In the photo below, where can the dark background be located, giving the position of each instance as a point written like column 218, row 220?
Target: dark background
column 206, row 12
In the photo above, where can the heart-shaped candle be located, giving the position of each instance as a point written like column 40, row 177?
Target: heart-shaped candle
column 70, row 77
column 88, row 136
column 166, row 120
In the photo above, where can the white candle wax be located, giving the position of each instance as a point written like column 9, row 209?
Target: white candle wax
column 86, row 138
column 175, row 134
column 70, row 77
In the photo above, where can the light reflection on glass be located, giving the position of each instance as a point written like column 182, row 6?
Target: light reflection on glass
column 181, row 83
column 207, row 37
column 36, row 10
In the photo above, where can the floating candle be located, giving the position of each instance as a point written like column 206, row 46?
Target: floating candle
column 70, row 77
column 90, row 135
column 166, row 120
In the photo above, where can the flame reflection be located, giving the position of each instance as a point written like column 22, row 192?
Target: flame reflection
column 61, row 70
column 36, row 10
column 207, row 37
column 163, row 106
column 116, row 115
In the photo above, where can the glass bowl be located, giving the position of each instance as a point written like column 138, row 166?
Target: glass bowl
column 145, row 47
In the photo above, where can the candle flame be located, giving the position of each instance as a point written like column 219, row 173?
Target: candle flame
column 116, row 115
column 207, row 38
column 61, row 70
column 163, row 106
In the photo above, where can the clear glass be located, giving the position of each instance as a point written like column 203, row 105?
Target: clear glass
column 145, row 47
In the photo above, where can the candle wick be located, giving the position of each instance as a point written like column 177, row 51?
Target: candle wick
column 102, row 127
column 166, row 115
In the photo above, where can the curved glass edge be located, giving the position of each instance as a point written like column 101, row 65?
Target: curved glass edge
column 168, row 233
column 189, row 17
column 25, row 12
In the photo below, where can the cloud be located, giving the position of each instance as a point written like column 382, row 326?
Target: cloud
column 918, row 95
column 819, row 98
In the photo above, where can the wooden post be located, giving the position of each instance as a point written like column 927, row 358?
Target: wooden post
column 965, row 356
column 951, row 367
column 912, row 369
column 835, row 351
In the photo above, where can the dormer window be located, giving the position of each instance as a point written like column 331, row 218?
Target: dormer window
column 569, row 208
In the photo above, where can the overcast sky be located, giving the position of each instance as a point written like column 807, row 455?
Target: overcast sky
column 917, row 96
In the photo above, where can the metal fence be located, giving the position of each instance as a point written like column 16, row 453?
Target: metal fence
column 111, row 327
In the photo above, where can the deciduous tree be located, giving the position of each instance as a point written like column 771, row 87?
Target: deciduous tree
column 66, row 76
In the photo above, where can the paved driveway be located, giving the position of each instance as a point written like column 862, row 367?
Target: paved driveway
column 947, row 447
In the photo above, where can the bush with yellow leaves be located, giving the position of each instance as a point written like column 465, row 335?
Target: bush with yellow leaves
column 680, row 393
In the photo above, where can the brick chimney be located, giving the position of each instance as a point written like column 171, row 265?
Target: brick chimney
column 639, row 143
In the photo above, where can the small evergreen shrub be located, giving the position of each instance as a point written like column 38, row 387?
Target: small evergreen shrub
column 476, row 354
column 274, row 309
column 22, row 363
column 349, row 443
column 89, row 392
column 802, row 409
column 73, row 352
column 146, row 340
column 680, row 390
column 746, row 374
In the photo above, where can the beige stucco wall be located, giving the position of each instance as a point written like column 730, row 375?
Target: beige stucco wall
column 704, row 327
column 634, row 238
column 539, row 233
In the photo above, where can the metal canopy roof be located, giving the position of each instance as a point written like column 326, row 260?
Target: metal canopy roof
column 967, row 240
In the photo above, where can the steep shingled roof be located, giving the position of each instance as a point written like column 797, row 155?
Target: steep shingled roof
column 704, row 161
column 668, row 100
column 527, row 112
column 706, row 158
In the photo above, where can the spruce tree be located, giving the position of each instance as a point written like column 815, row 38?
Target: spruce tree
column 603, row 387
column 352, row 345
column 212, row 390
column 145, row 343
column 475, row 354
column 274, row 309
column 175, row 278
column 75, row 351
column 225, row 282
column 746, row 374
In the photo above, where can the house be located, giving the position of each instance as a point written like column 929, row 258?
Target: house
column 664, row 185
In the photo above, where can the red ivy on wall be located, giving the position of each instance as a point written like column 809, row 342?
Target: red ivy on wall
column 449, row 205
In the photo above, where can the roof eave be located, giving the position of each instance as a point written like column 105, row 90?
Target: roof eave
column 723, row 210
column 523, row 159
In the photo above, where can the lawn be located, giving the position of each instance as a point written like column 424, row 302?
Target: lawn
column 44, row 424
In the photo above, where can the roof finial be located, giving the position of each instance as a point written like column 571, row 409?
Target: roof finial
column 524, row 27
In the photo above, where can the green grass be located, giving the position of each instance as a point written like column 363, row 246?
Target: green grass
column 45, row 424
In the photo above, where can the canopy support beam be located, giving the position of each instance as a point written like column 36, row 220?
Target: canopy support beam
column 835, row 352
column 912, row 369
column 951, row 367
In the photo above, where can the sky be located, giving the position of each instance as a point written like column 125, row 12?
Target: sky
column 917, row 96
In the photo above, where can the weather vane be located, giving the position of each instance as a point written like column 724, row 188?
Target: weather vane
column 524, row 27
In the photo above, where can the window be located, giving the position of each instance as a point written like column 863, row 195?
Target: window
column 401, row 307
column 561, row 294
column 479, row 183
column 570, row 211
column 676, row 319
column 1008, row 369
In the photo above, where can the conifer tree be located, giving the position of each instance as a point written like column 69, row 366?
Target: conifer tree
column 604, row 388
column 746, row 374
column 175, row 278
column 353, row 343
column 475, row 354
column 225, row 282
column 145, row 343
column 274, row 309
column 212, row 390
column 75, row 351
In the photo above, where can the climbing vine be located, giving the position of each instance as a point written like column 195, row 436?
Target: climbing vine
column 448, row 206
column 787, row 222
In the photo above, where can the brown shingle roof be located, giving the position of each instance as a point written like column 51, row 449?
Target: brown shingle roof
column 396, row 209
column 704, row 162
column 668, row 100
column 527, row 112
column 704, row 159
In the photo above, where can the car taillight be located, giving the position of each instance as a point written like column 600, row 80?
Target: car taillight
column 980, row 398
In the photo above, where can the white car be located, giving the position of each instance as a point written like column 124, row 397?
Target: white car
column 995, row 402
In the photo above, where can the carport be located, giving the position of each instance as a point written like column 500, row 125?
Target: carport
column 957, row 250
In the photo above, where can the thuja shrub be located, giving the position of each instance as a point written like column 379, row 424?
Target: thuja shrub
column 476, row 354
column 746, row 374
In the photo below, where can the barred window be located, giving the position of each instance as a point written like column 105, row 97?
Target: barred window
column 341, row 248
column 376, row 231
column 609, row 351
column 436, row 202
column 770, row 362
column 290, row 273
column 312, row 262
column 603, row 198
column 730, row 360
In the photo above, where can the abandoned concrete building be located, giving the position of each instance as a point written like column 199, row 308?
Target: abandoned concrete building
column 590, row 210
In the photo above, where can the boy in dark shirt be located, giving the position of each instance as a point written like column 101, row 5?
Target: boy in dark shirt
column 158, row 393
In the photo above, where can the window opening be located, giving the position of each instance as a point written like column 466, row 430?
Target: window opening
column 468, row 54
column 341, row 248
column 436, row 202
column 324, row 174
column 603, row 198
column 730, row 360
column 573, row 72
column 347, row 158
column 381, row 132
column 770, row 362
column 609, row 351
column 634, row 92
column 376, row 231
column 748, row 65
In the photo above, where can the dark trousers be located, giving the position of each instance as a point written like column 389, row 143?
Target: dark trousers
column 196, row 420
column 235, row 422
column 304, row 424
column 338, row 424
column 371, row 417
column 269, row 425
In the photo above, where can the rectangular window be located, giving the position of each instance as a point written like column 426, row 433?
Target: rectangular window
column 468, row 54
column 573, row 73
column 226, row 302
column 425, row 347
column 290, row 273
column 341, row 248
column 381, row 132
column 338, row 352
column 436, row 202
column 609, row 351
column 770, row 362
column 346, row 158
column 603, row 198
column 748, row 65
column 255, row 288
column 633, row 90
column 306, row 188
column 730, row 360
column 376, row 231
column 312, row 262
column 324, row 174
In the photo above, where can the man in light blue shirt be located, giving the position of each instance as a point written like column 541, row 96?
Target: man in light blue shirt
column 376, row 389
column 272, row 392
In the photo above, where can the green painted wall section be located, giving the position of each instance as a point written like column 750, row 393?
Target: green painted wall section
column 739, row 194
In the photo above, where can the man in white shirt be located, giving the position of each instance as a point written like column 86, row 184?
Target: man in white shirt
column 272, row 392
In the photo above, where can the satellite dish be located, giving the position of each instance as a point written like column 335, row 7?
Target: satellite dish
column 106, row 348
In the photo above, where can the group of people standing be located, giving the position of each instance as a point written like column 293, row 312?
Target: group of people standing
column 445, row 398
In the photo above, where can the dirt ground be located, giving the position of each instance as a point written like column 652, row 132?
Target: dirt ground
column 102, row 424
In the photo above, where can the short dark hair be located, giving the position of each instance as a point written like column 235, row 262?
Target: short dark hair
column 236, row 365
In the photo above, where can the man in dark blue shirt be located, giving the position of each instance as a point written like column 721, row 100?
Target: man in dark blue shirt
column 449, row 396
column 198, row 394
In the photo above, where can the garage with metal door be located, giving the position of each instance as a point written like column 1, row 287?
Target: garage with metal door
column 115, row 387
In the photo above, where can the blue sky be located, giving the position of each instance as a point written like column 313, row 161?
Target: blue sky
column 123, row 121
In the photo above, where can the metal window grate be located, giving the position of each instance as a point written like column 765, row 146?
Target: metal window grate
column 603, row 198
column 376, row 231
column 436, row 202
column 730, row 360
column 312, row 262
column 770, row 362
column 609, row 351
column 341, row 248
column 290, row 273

* _What is expected_
After locating the line with "In the photo above, where can the satellite" in the material above, return it and each line after it exactly, ending at the line with "In the photo above, where can the man in dark".

* _Result of this task_
In the photo above, where can the satellite dish be located, giving the position of each instance as a point written like column 335, row 7?
Target: satellite dish
column 106, row 348
In the photo above, where can the group of people standing be located, giving the position of each instance as a point written like column 293, row 312?
Target: group of people standing
column 445, row 398
In the photo above, where can the dirt ground be located, giving the position of each instance as a point written like column 652, row 132?
Target: dirt ground
column 102, row 424
In the photo above, where can the short dark hair be located, giving the position of each instance as a point written like column 235, row 262?
Target: short dark hair
column 236, row 365
In the photo above, where can the man in dark blue shirt be located, giving the position of each instance as a point written like column 721, row 100?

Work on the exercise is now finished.